Copy out each line of the material below that contains the string "logo".

RECORDS FOR THE TASK ->
┄┄┄┄┄┄

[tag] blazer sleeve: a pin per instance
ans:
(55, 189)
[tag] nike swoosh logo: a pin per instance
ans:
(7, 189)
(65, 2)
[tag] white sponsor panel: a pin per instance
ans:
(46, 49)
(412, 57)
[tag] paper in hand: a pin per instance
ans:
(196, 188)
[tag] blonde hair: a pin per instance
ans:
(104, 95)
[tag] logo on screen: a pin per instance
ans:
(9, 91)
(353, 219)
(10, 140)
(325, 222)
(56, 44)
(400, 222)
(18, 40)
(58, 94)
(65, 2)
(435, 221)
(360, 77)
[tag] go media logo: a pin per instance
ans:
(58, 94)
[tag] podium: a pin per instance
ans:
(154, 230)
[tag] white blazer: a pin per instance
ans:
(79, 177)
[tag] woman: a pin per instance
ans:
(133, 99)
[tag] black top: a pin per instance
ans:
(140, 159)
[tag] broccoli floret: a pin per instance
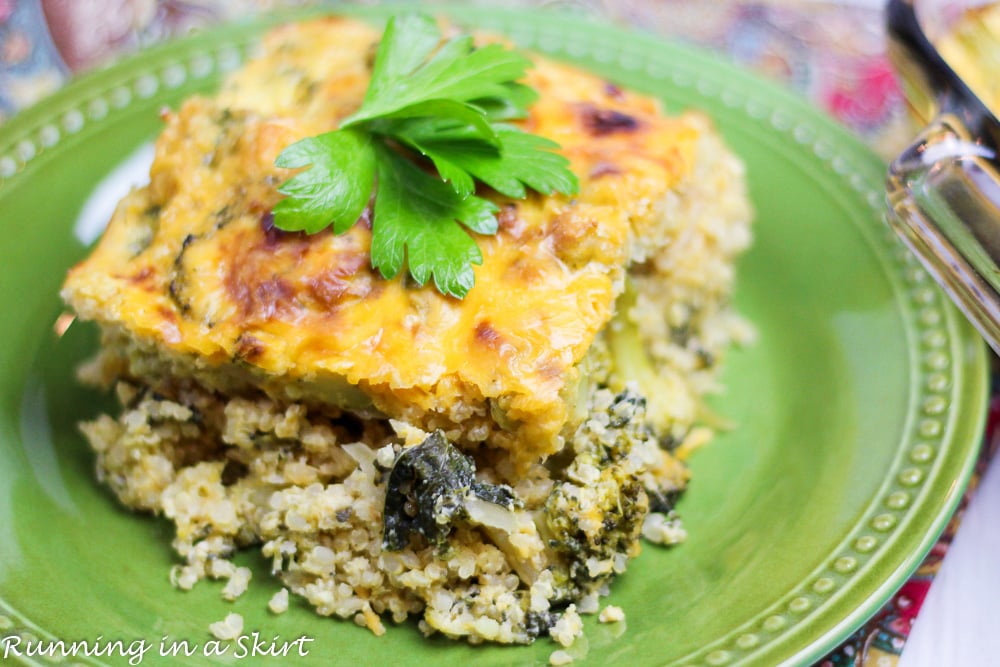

┄┄┄┄┄┄

CORRECT OUTPUT ->
[tag] nike swoosh logo: a pin per instance
[tag] logo on screen: a pin per instance
[tag] go media logo: a pin per instance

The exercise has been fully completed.